= Aim of the task =
Could you print all the entries exactly?
■ ■ ■ ■ ■ ■ ■
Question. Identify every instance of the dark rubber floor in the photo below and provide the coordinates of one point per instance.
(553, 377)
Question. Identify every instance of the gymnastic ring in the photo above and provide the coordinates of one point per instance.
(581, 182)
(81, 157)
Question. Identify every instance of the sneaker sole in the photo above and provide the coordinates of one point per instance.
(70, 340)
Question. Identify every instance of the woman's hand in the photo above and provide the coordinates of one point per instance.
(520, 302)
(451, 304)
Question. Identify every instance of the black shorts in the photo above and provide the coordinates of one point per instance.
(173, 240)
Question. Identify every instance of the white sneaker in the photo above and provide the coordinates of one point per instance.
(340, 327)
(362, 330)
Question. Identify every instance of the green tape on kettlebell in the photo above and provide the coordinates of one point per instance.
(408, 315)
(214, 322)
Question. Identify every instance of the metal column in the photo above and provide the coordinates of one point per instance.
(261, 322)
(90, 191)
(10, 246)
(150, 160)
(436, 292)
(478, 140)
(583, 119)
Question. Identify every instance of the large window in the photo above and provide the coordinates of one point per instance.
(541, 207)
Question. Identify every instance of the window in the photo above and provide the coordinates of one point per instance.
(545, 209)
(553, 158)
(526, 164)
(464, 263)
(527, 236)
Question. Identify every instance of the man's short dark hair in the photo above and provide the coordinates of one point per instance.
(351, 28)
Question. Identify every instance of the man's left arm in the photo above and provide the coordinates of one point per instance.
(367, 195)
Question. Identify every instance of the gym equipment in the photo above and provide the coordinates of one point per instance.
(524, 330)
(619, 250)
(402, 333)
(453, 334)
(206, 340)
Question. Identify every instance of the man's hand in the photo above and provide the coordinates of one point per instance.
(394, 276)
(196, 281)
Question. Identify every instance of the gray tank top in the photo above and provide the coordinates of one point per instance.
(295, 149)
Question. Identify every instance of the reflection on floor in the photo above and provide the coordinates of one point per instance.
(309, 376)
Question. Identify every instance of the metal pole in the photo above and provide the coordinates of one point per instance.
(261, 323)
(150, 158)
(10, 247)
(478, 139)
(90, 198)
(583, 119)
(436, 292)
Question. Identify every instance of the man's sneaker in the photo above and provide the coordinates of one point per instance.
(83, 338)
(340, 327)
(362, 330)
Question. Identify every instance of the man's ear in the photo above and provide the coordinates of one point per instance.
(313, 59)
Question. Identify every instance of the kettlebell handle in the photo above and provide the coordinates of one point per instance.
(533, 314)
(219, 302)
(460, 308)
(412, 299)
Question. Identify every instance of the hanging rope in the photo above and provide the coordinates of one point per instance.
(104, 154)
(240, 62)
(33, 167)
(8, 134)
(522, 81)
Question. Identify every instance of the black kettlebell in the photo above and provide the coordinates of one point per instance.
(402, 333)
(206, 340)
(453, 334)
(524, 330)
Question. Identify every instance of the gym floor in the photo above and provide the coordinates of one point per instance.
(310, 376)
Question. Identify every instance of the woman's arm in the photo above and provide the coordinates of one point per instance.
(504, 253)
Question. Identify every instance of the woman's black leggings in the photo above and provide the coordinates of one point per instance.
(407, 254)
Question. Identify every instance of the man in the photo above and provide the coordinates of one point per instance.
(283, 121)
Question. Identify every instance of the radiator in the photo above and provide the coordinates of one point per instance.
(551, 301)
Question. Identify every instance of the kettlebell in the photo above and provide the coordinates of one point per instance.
■ ■ ■ ■ ■ ■ ■
= Response to the task =
Question. Identify every instance of the dark rubber floor in the photo below and provide the coordinates of one point per instance.
(553, 377)
Question. Identify every instance of the gymnastic ring in the photo above and provide the coordinates of one point per instance.
(581, 182)
(81, 157)
Question. Identify every instance of the sneaker sole in the photo above and provide the coordinates of one point per instance.
(70, 340)
Question. Identify every instance of the woman's hand in the photo above and provide the coordinates of one point per instance.
(520, 302)
(451, 304)
Question. Identify every instance of the black shorts in the photo above and provide the coordinates of one point per instance.
(173, 240)
Question. Identify every instance of the white sneaker in the photo above and provide the coordinates of one point per instance.
(340, 327)
(362, 330)
Question. Identify every instance of the green tape on kettlebell in the photo above and provide the coordinates of one point per instance.
(408, 315)
(214, 322)
Question. Identify every instance of the metal column in the photo above and provide the coordinates of one point per instance.
(261, 322)
(90, 191)
(10, 246)
(150, 160)
(436, 292)
(478, 140)
(583, 119)
Question. Identify every instance of the large window in the photo above and provide the coordinates of one point per instance.
(541, 207)
Question. Identify every instance of the window in the photo above and provide the coordinates of one point per instance.
(545, 209)
(553, 158)
(526, 164)
(464, 263)
(527, 236)
Question. Identify every instance of the man's short dark hair in the photo above and provide the coordinates of one point per instance.
(351, 28)
Question. Identify every instance of the man's left arm in the photo above and provide the coordinates of one point per instance.
(367, 195)
Question. Identify every instance of the gym equipment in the photo above and provide the coordinates of one point per instance.
(524, 330)
(619, 250)
(402, 333)
(453, 334)
(206, 340)
Question. Identify every instance of the man's hand in the photo above and provide the coordinates of one point per instance.
(394, 276)
(196, 281)
Question. Identify every instance of the gray tank top in the photo above and provide the coordinates of one point per instance.
(295, 149)
Question. Identify every instance of the reflection on floor in the photo above and provide the coordinates of one point per instance.
(309, 376)
Question. Identify every instance of the metal pole in the photo above and provide the coordinates of one point per instance.
(261, 323)
(150, 158)
(10, 247)
(478, 139)
(90, 198)
(583, 119)
(436, 292)
Question. Identify every instance of the man's sneaker in the photo above and provide the coordinates of one point per instance.
(83, 338)
(340, 327)
(362, 330)
Question. Identify every instance of the man's ear in the photo above and provide the coordinates of one point per instance.
(313, 59)
Question. Identify every instance of the kettlebell handle in the photo above and provide the coordinates of one point per instance.
(533, 314)
(219, 302)
(460, 308)
(412, 299)
Question. Identify every instance of the hanging rope in the photo above and provide the coordinates of one point per instance.
(104, 154)
(240, 62)
(33, 167)
(8, 134)
(522, 81)
Question. Identify every instance of the black kettlebell in the photo above and provide the coordinates of one point per instance.
(402, 333)
(206, 340)
(453, 334)
(524, 330)
Question. Identify every instance of the gym floor in the photo above and provide the coordinates of one point per instance.
(310, 376)
Question. Identify every instance of the woman's arm in the photo above and provide the coordinates of one point per instance.
(504, 253)
Question. Identify every instance of the woman's black leggings in the photo above and provide the coordinates of one point per instance.
(407, 254)
Question. Identify every instance of the man in the photo above and provide the coordinates of one point per instance.
(283, 121)
Question. Identify every instance of the radiator in the photo above and provide the coordinates of one point per instance.
(551, 301)
Question. Identify every instance of the kettlebell in the photo above and provide the coordinates of one point per instance.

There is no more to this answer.